§ EXERCISE TASK: Render the listing below as a two-column CSV with the headers text and answer. Give each line of wording its own row, paired with everything answered under it, and put each field in quotes with any line breaks turned into spaces.

§ SUPPLIED MATERIAL:
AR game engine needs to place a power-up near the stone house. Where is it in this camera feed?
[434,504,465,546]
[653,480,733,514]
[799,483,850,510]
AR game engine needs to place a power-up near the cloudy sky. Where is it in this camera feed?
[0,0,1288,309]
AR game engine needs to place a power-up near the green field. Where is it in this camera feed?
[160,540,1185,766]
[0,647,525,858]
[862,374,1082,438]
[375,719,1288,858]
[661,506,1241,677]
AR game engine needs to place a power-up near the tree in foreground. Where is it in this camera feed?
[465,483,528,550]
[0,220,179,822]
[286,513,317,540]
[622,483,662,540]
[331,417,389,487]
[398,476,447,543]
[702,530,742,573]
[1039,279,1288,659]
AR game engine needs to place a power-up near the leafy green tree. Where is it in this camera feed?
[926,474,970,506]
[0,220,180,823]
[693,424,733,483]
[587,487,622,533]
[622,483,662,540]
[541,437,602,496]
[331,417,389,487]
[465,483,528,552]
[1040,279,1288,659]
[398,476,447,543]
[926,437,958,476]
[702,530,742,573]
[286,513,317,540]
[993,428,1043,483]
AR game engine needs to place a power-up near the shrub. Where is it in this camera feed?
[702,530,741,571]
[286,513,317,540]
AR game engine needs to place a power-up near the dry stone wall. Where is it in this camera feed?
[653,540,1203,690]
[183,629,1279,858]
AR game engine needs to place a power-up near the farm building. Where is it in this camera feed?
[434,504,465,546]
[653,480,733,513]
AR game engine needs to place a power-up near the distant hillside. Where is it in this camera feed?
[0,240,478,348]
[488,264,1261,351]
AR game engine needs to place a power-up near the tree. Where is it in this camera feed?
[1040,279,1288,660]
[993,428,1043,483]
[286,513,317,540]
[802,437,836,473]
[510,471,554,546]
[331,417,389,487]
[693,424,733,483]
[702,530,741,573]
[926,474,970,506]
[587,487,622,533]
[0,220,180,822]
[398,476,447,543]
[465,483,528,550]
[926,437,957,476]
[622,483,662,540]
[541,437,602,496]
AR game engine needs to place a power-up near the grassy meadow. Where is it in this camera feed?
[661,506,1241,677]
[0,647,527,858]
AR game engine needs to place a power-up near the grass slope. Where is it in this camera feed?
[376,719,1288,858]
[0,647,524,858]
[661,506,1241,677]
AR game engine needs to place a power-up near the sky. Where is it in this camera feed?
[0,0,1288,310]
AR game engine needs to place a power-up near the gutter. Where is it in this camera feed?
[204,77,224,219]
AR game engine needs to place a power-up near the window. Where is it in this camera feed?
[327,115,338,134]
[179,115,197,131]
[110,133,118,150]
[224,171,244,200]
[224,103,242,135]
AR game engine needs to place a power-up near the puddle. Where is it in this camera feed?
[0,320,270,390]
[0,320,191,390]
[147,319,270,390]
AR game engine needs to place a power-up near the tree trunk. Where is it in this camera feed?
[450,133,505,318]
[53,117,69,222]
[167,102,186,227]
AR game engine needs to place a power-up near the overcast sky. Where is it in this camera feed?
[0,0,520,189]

§ CORRECT OUTPUT:
text,answer
"AR game engine needs to place a power-up near the stone house. Where is it in this camera feed?","[434,504,465,546] [653,480,733,514] [799,483,850,510]"
"AR game engine needs to place a power-up near the cloudy sky. Where is it in this camera feed?","[0,0,1288,309]"
"AR game engine needs to place a power-up near the green field. Where is it in this camera feed?","[160,540,1185,766] [0,647,525,858] [862,374,1082,438] [375,719,1288,858] [661,506,1241,677]"
"AR game engine needs to place a power-up near the tree in foreground. Where is it in this camera feed?","[465,483,528,550] [0,220,179,822] [286,513,317,540] [622,483,662,540] [331,417,389,487] [398,476,447,543] [702,530,742,573] [1039,279,1288,659]"
"AR game engine needs to place a power-up near the leafy green tree. Where is it in this camera feed?","[926,474,970,506] [0,220,180,823] [693,424,733,483] [587,487,622,533] [622,483,662,540] [541,437,602,496] [331,417,389,487] [465,483,528,552] [1040,279,1288,659] [398,476,447,543] [926,437,958,476] [702,530,742,573] [286,513,317,540] [993,428,1043,483]"
"AR game engine needs to place a power-up near the shrub. Where is it in this camera feed?","[702,530,741,571] [286,513,317,540]"
"AR game engine needs to place a power-up near the dry stone wall. Where is it in this camera feed?","[653,540,1203,690] [183,629,1279,858]"
"AR game engine needs to place a power-up near the farm building. Where is it in this camera feed?","[434,504,465,546] [653,480,733,513]"
"AR game engine needs to place a power-up near the distant hillside. Where is it in this camera feed?","[0,240,478,348] [488,264,1261,351]"
"AR game engine needs to place a power-up near the tree. Where is it in this camera feed?","[1040,279,1288,660] [993,428,1043,483] [286,513,317,540] [802,437,836,473] [510,471,554,546] [331,417,389,487] [693,424,733,483] [702,530,741,573] [926,474,970,506] [587,487,622,533] [0,220,180,822] [398,476,447,543] [465,483,528,550] [926,437,957,476] [622,483,662,540] [541,437,602,496]"
"AR game engine needs to place a power-up near the grassy meadow. Where is it in this camera feed?","[661,506,1241,677] [0,647,527,858]"
"AR game engine needs to place a power-up near the grass slope. Where is it in this camera feed?","[376,719,1288,858] [0,647,524,858] [661,506,1241,677]"
"AR game engine needs to place a power-up near the sky. Where is it in this camera feed?","[0,0,1288,310]"
"AR game engine needs to place a power-up near the gutter. Where is it in this camera feed?","[204,77,224,219]"
"AR game engine needs to place a power-up near the window. Where is it in this camera feed?","[327,115,338,134] [179,115,197,131] [110,133,118,150] [224,171,244,200] [224,103,242,135]"
"AR game engine needs to place a power-up near the puddle. Where is it in this camera feed?","[0,320,270,390] [0,320,191,390] [147,319,270,390]"
"AR game engine needs to place a power-up near the tree trunk. Where is it in this camera feed?","[450,133,505,318] [53,117,69,222] [167,102,186,227]"
"AR game engine needs to place a power-up near the overcast sky. Where is it in this camera feed?","[0,0,520,189]"